**MATERIAL TO PROCESS**
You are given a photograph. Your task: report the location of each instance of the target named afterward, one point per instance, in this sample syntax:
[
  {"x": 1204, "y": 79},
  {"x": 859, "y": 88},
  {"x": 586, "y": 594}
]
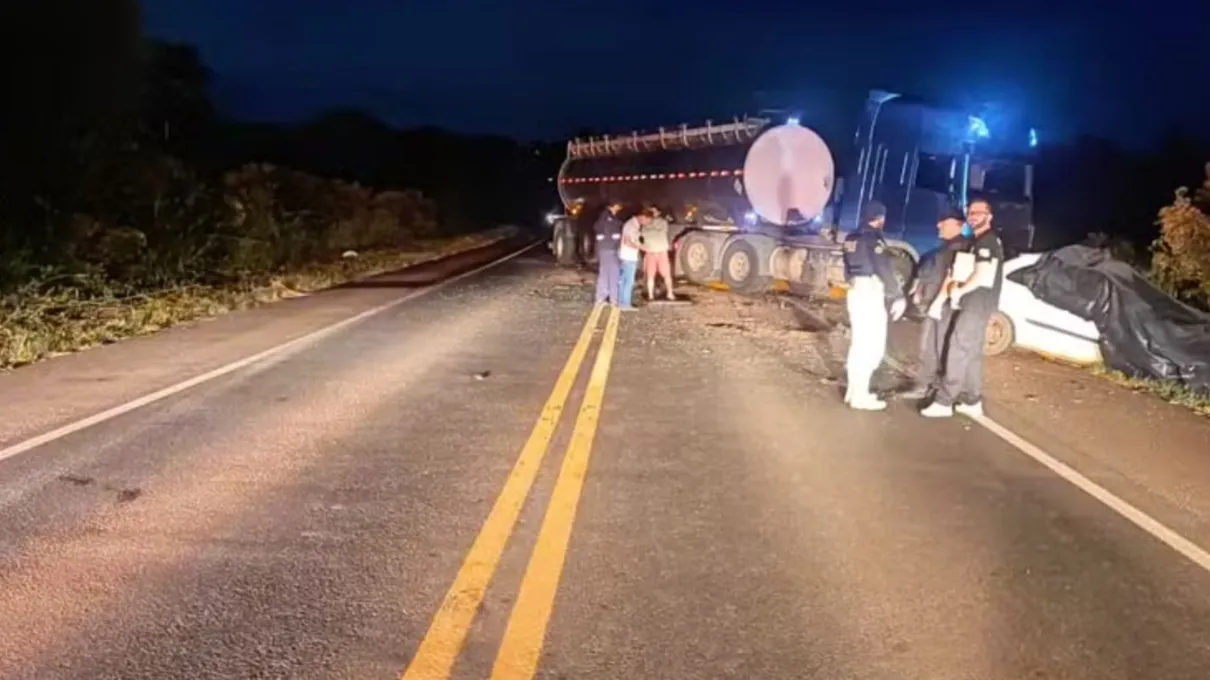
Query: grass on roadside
[
  {"x": 62, "y": 321},
  {"x": 1169, "y": 391}
]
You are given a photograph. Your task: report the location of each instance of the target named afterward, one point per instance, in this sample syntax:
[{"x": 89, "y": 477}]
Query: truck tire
[
  {"x": 563, "y": 245},
  {"x": 695, "y": 259},
  {"x": 741, "y": 269},
  {"x": 1000, "y": 334}
]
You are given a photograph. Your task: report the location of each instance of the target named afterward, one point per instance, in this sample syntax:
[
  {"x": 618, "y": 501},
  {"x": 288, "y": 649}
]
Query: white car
[{"x": 1026, "y": 322}]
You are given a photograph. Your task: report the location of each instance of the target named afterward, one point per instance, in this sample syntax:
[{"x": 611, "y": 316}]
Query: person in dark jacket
[
  {"x": 929, "y": 281},
  {"x": 608, "y": 231},
  {"x": 973, "y": 295},
  {"x": 871, "y": 282}
]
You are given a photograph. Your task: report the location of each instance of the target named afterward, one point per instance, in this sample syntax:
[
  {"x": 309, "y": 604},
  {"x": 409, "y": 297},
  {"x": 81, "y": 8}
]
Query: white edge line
[
  {"x": 109, "y": 414},
  {"x": 1151, "y": 525}
]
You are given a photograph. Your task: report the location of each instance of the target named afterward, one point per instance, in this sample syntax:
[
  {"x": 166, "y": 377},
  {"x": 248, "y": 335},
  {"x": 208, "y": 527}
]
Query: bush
[
  {"x": 1181, "y": 254},
  {"x": 159, "y": 245}
]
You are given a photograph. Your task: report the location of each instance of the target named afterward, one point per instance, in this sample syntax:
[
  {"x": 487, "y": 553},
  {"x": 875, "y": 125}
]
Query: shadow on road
[{"x": 434, "y": 271}]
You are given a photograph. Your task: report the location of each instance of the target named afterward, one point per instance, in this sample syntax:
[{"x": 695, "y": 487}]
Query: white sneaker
[
  {"x": 869, "y": 403},
  {"x": 937, "y": 410},
  {"x": 972, "y": 410}
]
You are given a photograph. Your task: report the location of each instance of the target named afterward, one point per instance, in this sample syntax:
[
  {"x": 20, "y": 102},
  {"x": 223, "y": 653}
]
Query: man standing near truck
[
  {"x": 608, "y": 230},
  {"x": 871, "y": 280},
  {"x": 629, "y": 254},
  {"x": 927, "y": 292},
  {"x": 655, "y": 259},
  {"x": 974, "y": 295}
]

**WHAT THE EXERCISE ASKS**
Could the listing above be printed again in full, with every picture omitted?

**SOLUTION**
You are given a photograph. Your task: report the location of each instance of the target named afterward, one point per instance, in this sample syntax:
[
  {"x": 1204, "y": 79},
  {"x": 859, "y": 88},
  {"x": 586, "y": 594}
]
Query: grass on roadside
[
  {"x": 62, "y": 321},
  {"x": 1169, "y": 391}
]
You are given a photograph. Your task: report the location of each instance of the target named afterward, one point per instance, in this sample syntax:
[{"x": 89, "y": 477}]
Query: truck tire
[
  {"x": 563, "y": 245},
  {"x": 695, "y": 259},
  {"x": 741, "y": 269},
  {"x": 1000, "y": 334}
]
You are given a photograph. Your task: report the location of each instance of the target named afterward, one point per instance, in this sample syntax:
[
  {"x": 618, "y": 501},
  {"x": 288, "y": 649}
]
Query: white car
[{"x": 1026, "y": 322}]
You are given a photograph. Your task: report the location of each instance of the target named afterward, one point per instance, in this sample syntax:
[{"x": 611, "y": 316}]
Query: person in dark jacket
[
  {"x": 929, "y": 281},
  {"x": 608, "y": 231},
  {"x": 973, "y": 295},
  {"x": 871, "y": 282}
]
You are given a photograph. Your task: report the location of each instance of the target named afterward, one point per instance, in this sample syntax:
[
  {"x": 309, "y": 604},
  {"x": 409, "y": 297},
  {"x": 81, "y": 8}
]
Query: white edge line
[
  {"x": 109, "y": 414},
  {"x": 1151, "y": 525}
]
You are given a photograph. Your task: report the location of each instance of the target named afterward, one point per instance, in this sample syntax:
[
  {"x": 166, "y": 377},
  {"x": 248, "y": 335},
  {"x": 208, "y": 527}
]
Query: bush
[
  {"x": 1181, "y": 254},
  {"x": 159, "y": 245}
]
You are given a photograph. Your task: report the location of each instance of the target named afterward, one point per instance, in this sample syntax:
[
  {"x": 487, "y": 553},
  {"x": 875, "y": 125}
]
Query: shadow on road
[{"x": 434, "y": 271}]
You are given a photograph. Your task: report the location of each instance of the target named afterward, one point per instance, in this sample syntax:
[{"x": 695, "y": 487}]
Query: white sneaker
[
  {"x": 869, "y": 403},
  {"x": 937, "y": 410},
  {"x": 972, "y": 410}
]
You are given a photograph. Your task: report the location of each instance of the target named afterward, one point per instance, in this sample syntax:
[
  {"x": 20, "y": 102},
  {"x": 223, "y": 653}
]
Query: man standing near truck
[
  {"x": 608, "y": 230},
  {"x": 871, "y": 280},
  {"x": 629, "y": 254},
  {"x": 927, "y": 292},
  {"x": 655, "y": 259},
  {"x": 974, "y": 295}
]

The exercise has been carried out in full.